*Short problem*: Report each line of the listing below that contains the word "aerial".

* START Data records *

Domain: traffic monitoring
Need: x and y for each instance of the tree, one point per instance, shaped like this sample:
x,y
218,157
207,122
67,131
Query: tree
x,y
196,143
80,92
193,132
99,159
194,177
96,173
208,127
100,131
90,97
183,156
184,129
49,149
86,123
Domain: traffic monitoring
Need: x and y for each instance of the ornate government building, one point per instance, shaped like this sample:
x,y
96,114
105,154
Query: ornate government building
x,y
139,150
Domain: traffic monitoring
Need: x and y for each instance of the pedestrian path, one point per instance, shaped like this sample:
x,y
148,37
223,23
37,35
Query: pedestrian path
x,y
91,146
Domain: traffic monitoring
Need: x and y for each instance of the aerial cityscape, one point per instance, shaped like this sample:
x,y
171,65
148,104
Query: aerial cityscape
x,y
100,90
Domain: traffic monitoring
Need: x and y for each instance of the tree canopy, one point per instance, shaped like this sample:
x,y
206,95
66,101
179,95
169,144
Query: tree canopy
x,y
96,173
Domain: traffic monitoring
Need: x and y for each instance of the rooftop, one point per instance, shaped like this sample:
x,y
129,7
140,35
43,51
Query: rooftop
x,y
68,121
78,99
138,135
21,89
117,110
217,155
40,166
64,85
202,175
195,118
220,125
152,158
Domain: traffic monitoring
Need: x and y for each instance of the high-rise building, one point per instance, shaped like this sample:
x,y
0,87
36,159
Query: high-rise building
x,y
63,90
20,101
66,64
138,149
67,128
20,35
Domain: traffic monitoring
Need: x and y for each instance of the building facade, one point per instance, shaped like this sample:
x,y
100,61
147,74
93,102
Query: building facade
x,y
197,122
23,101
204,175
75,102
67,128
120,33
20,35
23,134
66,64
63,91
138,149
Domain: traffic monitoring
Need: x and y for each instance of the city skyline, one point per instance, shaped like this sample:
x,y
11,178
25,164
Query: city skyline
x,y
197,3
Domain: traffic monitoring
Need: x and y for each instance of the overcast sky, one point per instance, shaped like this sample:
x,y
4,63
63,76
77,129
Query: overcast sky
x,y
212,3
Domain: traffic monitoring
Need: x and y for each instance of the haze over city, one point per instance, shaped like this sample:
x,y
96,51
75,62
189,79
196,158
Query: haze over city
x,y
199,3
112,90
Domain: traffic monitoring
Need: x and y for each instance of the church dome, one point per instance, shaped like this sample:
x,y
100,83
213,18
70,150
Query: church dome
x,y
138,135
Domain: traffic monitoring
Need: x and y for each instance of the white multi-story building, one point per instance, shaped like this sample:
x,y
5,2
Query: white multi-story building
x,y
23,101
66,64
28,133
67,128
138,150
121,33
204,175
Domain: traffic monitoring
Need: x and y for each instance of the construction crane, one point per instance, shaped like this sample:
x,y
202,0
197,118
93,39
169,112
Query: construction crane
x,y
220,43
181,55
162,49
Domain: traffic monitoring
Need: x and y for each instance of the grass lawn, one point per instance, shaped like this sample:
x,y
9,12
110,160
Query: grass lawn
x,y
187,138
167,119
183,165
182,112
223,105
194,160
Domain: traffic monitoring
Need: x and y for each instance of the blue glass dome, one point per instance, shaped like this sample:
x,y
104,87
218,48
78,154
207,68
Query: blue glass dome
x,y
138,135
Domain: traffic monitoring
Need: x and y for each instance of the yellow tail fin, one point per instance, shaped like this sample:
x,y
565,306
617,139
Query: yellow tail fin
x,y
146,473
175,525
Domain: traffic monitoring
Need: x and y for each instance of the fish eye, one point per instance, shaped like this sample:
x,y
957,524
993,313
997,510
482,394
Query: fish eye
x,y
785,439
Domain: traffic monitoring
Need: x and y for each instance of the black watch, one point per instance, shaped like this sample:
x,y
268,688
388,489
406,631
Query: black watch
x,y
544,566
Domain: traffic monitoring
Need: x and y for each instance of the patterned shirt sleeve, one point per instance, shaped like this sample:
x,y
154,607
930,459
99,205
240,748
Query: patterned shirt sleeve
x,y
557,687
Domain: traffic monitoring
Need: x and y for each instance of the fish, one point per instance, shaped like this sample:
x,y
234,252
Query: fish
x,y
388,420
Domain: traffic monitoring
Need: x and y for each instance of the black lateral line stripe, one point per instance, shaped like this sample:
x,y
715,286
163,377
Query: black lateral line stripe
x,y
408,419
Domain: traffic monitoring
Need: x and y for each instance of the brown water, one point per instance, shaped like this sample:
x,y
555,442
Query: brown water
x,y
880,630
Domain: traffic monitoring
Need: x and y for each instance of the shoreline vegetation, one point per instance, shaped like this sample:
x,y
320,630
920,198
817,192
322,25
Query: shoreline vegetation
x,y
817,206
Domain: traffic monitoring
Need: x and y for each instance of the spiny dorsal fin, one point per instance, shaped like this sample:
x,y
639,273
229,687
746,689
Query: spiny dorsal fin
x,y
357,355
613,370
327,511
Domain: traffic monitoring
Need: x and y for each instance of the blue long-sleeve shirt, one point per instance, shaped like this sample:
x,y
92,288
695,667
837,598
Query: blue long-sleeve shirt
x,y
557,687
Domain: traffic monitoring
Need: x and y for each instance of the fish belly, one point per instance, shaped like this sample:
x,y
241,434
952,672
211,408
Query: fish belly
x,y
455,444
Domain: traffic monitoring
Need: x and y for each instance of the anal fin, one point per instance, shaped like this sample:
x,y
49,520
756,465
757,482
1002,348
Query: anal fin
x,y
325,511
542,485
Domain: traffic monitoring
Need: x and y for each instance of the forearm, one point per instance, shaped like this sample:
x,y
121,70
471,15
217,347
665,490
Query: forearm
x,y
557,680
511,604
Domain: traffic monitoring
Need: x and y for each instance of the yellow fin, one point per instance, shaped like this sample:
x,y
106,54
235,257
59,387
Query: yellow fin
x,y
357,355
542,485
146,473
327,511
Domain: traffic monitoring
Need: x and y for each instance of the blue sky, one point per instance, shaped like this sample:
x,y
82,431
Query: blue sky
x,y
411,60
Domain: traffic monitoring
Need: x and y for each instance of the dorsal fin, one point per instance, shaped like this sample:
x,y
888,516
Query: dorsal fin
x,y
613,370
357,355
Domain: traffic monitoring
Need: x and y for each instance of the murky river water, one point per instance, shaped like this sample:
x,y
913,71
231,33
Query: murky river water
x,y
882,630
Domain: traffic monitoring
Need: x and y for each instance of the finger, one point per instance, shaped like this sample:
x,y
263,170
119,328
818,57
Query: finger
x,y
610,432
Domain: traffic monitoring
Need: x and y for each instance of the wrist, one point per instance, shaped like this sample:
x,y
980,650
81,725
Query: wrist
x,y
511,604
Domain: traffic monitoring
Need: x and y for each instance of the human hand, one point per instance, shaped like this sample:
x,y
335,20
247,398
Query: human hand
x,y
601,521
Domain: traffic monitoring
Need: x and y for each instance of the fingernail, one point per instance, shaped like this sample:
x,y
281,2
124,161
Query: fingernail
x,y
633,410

* END Data records *

*Response for this exercise*:
Need: x and y for each instance of the aerial cityscape, one point per instance, shaped like this sample:
Query: aerial cityscape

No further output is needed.